• TO BE DONE:
- 1) Print the Midsommar review passage from "Hereditary filmmaker Ari Aster" to "fascinating and frustrating.".
- 2) According to the Midsommar review, how often is the festival in Pelle's home village held?
- 3) Render this sentence from the Midsommar review in Spanish: "Midsommar is a mixed bag that blends unsettling horror with bizarre comedy, resulting in a film that’s equal parts fascinating and frustrating."

Hereditary filmmaker Ari Aster is back with his second feature, Midsommar, and it’s as messed up as his breakout effort… if also simply messier in general. Aster has long described the project as a breakup drama disguised as a folk horror movie, much in the same way that Hereditary is a familial tragedy that’s been repackaged as a supernatural psycho-thriller. It’s an apt description too; Aster’s first two films feels like companion pieces to one another, thematically, and have many of the same strengths and flaws, along with some new issues in the case of his latter work. Midsommar is a mixed bag that blends unsettling horror with bizarre comedy, resulting in a film that’s equal parts fascinating and frustrating.

Story-wise, Midsommar revolves around Christian (Jack Reynor) and Dani (Florence Pugh), a young American couple who’re on the rocks; Christian has been wanting out of their relationship for almost a year but doesn’t want to be the one to end things, whereas Dani is continually finding new ways to blame herself for Christian’s distant and unsupportive behavior. After Dani suffers a horrifying personal tragedy, Christian invites her on a trip with his friends Mark (Will Poulter), Josh (William Jackson Harper), and Pelle (Vilhelm Blomgren) to go visit Pelle’s home village in Sweden and attend a mid-summer festival that they only hold every ninety years. And while the event seems a bit peculiar, if otherwise harmless, at first, Dani, Christian, and the others soon discover just how violent and disturbing this “celebration” truly is.

• DATASET SECTION:
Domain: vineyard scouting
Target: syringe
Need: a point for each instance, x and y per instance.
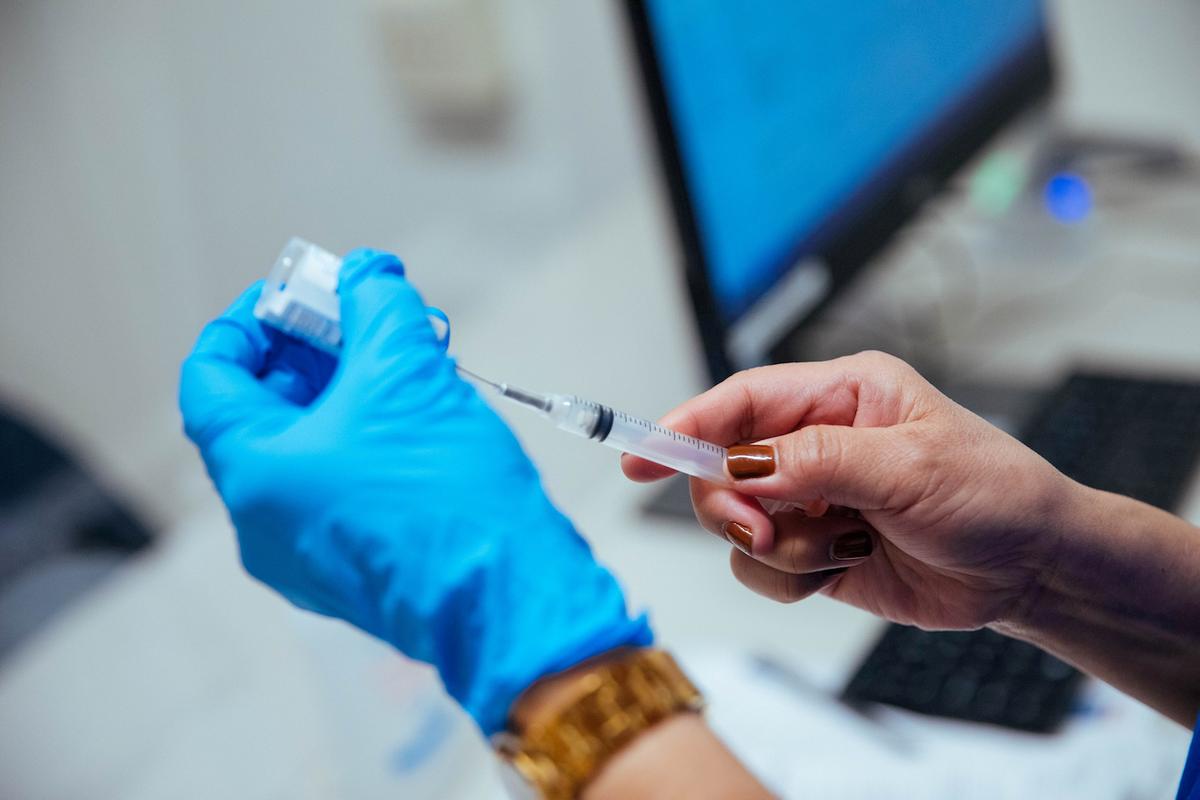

• TASK-BY-TASK RESULTS:
- 1)
Hereditary filmmaker Ari Aster is back with his second feature, Midsommar, and it’s as messed up as his breakout effort… if also simply messier in general. Aster has long described the project as a breakup drama disguised as a folk horror movie, much in the same way that Hereditary is a familial tragedy that’s been repackaged as a supernatural psycho-thriller. It’s an apt description too; Aster’s first two films feels like companion pieces to one another, thematically, and have many of the same strengths and flaws, along with some new issues in the case of his latter work. Midsommar is a mixed bag that blends unsettling horror with bizarre comedy, resulting in a film that’s equal parts fascinating and frustrating.

- 2) Every ninety years.

- 3) Midsommar es una mezcla desigual que combina un terror inquietante con una comedia extraña, lo que da como resultado una película a partes iguales fascinante y frustrante.